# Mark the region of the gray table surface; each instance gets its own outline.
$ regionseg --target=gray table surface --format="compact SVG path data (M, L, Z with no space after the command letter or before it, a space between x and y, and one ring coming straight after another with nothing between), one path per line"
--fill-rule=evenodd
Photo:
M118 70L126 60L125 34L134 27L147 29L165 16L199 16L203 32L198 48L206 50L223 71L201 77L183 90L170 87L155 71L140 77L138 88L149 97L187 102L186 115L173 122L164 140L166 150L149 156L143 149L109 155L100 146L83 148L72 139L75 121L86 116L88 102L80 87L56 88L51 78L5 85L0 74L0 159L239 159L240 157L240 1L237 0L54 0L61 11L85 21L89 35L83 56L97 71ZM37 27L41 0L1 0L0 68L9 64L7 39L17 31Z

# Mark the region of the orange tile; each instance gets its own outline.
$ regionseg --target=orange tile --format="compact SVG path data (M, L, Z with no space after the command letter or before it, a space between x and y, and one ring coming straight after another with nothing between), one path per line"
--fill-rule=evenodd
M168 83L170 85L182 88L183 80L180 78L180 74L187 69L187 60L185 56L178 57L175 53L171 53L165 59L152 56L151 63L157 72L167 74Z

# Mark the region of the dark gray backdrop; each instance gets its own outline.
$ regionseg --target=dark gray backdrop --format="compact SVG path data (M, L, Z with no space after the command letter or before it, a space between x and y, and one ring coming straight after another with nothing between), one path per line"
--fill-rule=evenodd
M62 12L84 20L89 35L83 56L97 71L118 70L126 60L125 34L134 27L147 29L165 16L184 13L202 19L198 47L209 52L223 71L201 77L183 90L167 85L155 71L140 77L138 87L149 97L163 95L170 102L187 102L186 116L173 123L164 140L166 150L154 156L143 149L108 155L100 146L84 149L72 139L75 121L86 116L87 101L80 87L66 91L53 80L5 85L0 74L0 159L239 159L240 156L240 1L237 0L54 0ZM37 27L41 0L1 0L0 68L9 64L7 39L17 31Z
━━━━━━
## Work to be completed:
Can you convert the lines, starting with the one containing "# Mark the region of the dark" and going on through the end of the items, into a Markdown table with the columns Row and Line, numbering each row and leaving out any blank lines?

## Problem solution:
| Row | Line |
|---|---|
| 1 | # Mark the region of the dark gray backdrop; each instance gets its own outline. |
| 2 | $ regionseg --target=dark gray backdrop --format="compact SVG path data (M, L, Z with no space after the command letter or before it, a space between x and y, and one ring coming straight after another with nothing between), one path per line" |
| 3 | --fill-rule=evenodd |
| 4 | M62 12L84 20L89 35L83 56L97 71L118 70L126 60L125 34L134 27L147 29L165 16L184 13L202 19L198 47L209 52L223 71L201 77L183 90L167 85L155 71L140 77L138 87L149 97L163 95L170 102L187 102L186 116L173 123L164 140L166 150L154 156L143 149L108 155L100 146L84 149L72 139L75 121L86 116L87 101L80 87L66 91L53 80L5 85L0 74L0 159L239 159L240 156L240 1L237 0L54 0ZM37 27L41 0L1 0L0 68L9 64L7 39L17 31Z |